• **WHAT THE TASK ASKS**
Output the listing below verbatim, but drop the images.

• **PROVIDED MATERIAL**
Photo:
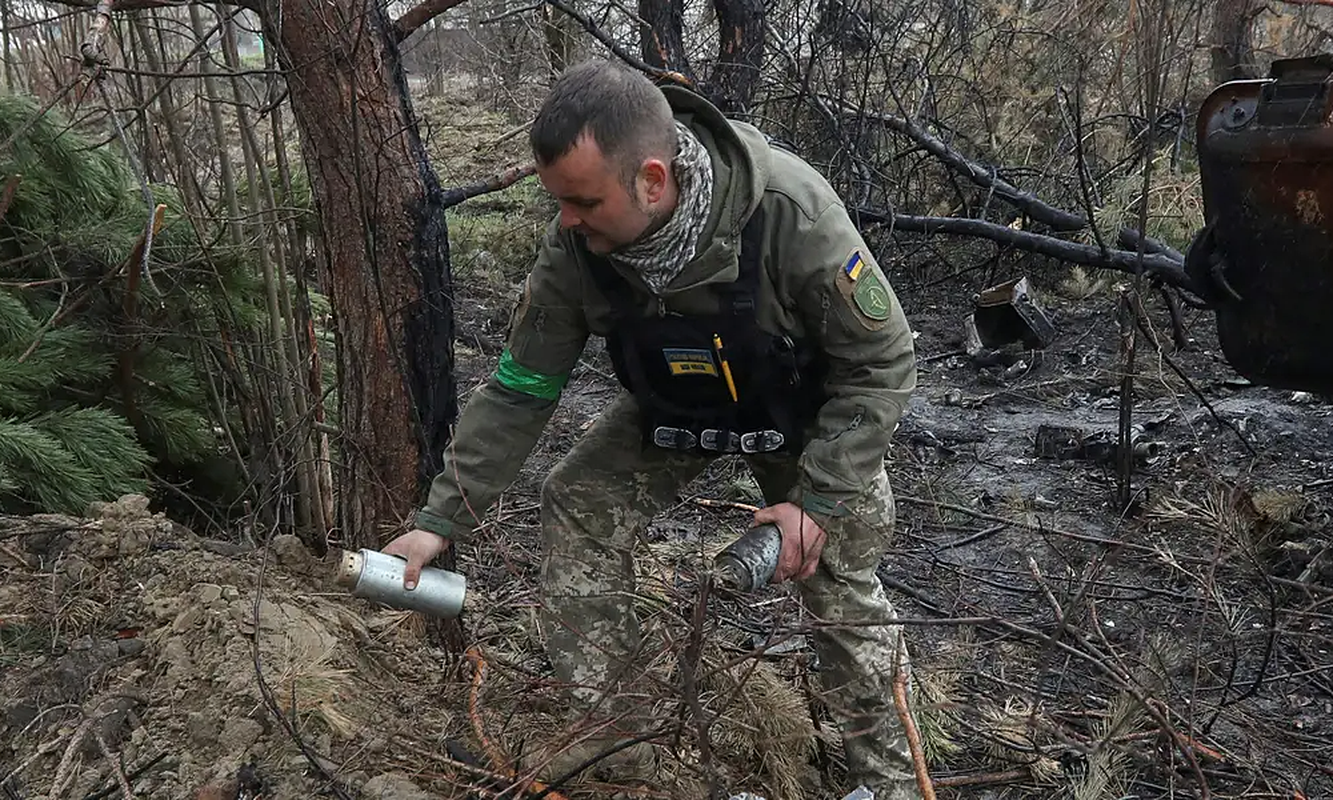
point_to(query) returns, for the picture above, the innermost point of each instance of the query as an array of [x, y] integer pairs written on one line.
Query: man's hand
[[417, 547], [803, 540]]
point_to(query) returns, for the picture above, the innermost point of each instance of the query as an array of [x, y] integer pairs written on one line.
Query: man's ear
[[652, 180]]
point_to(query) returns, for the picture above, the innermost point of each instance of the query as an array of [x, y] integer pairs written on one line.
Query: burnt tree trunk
[[661, 38], [1232, 52], [384, 256], [740, 54]]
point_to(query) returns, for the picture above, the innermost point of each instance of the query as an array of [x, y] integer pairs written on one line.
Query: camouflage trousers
[[600, 499]]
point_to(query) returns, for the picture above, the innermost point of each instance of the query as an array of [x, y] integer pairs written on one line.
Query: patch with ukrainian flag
[[683, 360], [864, 287]]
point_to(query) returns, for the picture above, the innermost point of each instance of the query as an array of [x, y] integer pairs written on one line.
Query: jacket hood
[[741, 164], [741, 160]]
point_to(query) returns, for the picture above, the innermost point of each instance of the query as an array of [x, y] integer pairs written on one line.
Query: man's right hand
[[417, 547]]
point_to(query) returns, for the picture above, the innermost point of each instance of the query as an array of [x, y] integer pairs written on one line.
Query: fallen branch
[[711, 503], [591, 27], [987, 178], [11, 187], [983, 779], [116, 771], [133, 775], [900, 702], [1163, 266], [420, 15], [265, 691], [499, 760], [484, 187]]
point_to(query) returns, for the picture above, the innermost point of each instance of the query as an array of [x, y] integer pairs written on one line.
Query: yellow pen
[[727, 368]]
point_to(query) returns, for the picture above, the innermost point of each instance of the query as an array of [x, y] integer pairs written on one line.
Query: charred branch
[[661, 35], [988, 178], [596, 32], [740, 27], [496, 183], [419, 15], [1156, 264]]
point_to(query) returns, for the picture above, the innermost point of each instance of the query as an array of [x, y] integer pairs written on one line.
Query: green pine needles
[[93, 395]]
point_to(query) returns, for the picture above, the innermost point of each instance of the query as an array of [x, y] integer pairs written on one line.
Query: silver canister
[[377, 576], [749, 562]]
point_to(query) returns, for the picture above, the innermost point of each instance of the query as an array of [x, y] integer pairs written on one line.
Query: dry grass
[[763, 723]]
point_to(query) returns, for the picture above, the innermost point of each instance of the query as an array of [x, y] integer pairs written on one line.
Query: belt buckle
[[761, 442], [675, 438], [720, 442]]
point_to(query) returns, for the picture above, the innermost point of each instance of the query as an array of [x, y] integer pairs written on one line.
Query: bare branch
[[419, 15], [1156, 264], [495, 183], [985, 176], [591, 27]]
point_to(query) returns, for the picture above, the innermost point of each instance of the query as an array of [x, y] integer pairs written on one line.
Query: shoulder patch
[[861, 284]]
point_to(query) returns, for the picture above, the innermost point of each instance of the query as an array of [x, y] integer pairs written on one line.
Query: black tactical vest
[[713, 383]]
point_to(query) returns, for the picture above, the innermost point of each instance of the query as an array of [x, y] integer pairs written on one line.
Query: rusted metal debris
[[1265, 150], [1067, 443], [1008, 314]]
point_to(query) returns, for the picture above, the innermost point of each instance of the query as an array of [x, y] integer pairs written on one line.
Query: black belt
[[719, 440]]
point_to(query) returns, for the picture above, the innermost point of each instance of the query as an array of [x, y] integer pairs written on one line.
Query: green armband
[[515, 376]]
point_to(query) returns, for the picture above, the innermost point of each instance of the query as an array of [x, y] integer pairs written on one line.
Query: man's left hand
[[803, 540]]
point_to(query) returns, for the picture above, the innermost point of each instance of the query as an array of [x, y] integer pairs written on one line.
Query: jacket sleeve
[[501, 422], [863, 332]]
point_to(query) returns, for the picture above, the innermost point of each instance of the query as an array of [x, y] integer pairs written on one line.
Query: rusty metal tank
[[1265, 152]]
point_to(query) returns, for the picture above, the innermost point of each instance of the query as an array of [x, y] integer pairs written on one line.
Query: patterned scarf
[[663, 255]]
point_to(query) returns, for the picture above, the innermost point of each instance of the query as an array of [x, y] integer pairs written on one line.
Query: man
[[745, 315]]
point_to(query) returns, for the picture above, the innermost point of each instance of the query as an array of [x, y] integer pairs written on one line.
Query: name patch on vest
[[689, 362]]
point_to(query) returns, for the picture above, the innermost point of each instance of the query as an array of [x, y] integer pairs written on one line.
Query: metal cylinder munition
[[749, 562], [377, 576]]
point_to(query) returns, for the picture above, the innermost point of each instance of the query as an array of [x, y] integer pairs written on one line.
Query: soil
[[1059, 646], [1064, 646]]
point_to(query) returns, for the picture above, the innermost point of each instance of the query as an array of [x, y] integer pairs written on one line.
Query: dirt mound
[[128, 640], [131, 650]]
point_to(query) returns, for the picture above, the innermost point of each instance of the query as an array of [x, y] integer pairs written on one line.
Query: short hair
[[624, 112]]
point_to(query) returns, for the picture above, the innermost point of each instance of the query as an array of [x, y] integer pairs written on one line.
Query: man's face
[[595, 199]]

• **WRITTEN RESPONSE**
Photo:
point_to(query) returns, for the picture above, the innermost point of each instance of the query as an array of [x, y] integer pairs written on one line.
Query: man's hand
[[417, 547], [803, 540]]
point_to(query) returns, for the picture above, the innermost point of each instance of the query as an array of [x, y] integer pairs written on one line.
Query: man's ear
[[652, 180]]
point_to(query) returns, for the picture above, the innermost point of each instance of the query as an array of [x, y] integer pairs written on one line.
Query: burnt tree trunk
[[661, 38], [1232, 52], [384, 256], [740, 54]]
point_to(query) returns, for the picture above, the innermost point of each instance of the query as an array of [x, y] integer pairs written on one line.
Query: camouflage trousers
[[600, 499]]
point_to(query) returns, for the picture above, the innermost point of each instance of the query as an array of [x, y] integer pairs written on one line.
Query: patch with ukrainian flag
[[683, 360], [864, 287]]
point_to(query) returns, for the picture above, the innermost point of each instance of the query as an array of [x, y] integer pairs written on one line.
Query: jacket hood
[[741, 164], [741, 160]]
point_to(query) returns, for the picture above, the innermost point of each instance of the query as an array of [x, y] integer pairs written on one line.
Query: man's right hand
[[417, 547]]
point_to(query) returns, for the picture above, the innermost point of each instance of the query as an array of [x, y] integer pairs written on one line.
Query: fallen branch
[[711, 503], [591, 27], [987, 178], [11, 187], [983, 779], [116, 771], [133, 775], [900, 702], [1163, 266], [420, 15], [265, 691], [499, 760], [484, 187]]
point_to(query) returns, for the picture above, the innermost point of each instance of the query as an array of [x, y] integer pairs written on one line.
Query: yellow pen
[[727, 368]]
point_to(query) returns, for the picture above, the innermost point of each instance of the query as an array of [x, y] integer pairs written on one line.
Query: charred branch
[[661, 35], [988, 178], [596, 32], [740, 27], [496, 183], [419, 15], [1156, 264]]
point_to(query) returns, for the picture above, the innermost point of each instance of the query as an array of [x, y] integer pairs written on one line.
Query: green pine needles
[[93, 395]]
point_to(query) returns, for the picture above, the innermost point of each instance of the query as an array of [x, y] integer pairs written on one line.
Query: silver canister
[[377, 576], [749, 562]]
point_to(query) returns, for the picture above, the innermost point of each instance of the query as an array of [x, y] integer pairs written on one line.
Query: dry grass
[[763, 723]]
point_to(query) returns, for the picture above, the innermost point of each instance of the query as an array of [x, y] integer pairs written on one line.
Query: belt buckle
[[761, 442], [675, 438], [720, 442]]
point_to(query) returns, for the picture above, the innermost point of each instance of the query as an array of [x, y] integer pairs written on one line.
Query: bare branch
[[419, 15], [1156, 264], [495, 183], [985, 176], [591, 27]]
point_to(query) returns, for the picture above, the innermost point of each instance of the query as an array of [x, y] integer pairs written on one line.
Query: shoulder patch
[[861, 284]]
point_to(query) returns, for the picture above, the innermost point of each instance of the query as an array of [x, y] integer pairs written on one line.
Query: black tactical vest
[[713, 383]]
point_to(query) returns, for the picture above, the innermost point of each instance of the query as an array of [x, y] integer pairs written on one line.
Query: rusted metal debris
[[1265, 150], [1067, 443], [1008, 314]]
point_to(query) returns, for the picture above, the innermost point of each instance of the query as an array of [x, y] integer pairs written on one line.
Query: black belt
[[719, 440]]
point_to(query) returns, for the picture above, the innermost point of each instance of the query as an array of [x, y] integer pairs written on one line.
Query: green armband
[[515, 376]]
point_to(query) returns, for the picture above, the innermost point of each instance of the query as an array of [x, y] integer pairs written on one line.
Query: man's left hand
[[803, 540]]
point_to(query) returns, for the picture above, the innermost point of each instance of the query as an array of [x, y] integer pairs written on one line.
Query: jacket sleeve
[[501, 422], [863, 332]]
point_to(query) returns, for the picture above, the innermost point of each instance of the query as an array of [x, y] integer pairs written on one line.
Query: rusty metal tank
[[1265, 152]]
point_to(query) returns, for the picture above, the innermost point of each instance of the query as an array of [x, y] integer pairs written on one line.
Query: patterned scarf
[[663, 255]]
point_to(query) returns, for the picture above, the innermost point of each instance of the query as an array of [x, y] integer pairs written on one line.
Query: man
[[745, 315]]
point_to(query) returns, for the picture above, the innermost point of each instance of the query as an array of [x, y] integer pairs written on one line.
Query: name patch on vest
[[689, 362]]
point_to(query) returns, for the picture above, the innermost point of each instance of the query as an array of [x, y] integer pairs written on one line.
Query: metal cylinder munition
[[749, 562], [377, 576]]
point_to(query) returns, for the picture above, the innermost point of each instance of the query as an array of [x, y] integer pairs written on one line.
Query: soil
[[1059, 646], [1064, 646]]
point_to(query) returns, for the picture above, the innermost point of each instance of the query as an array of [x, y] integer pairs written on one line.
Query: dirt mound
[[128, 640], [131, 650]]
point_to(query) returns, for the picture above, the innermost point of each instance of the query as an array of [x, y] integer pairs written on one line.
Query: short hair
[[624, 112]]
point_to(query) returns, for the picture above, the innermost point of each instance of the query as an array of [x, y] integer pairs written on one line.
Query: man's face
[[595, 199]]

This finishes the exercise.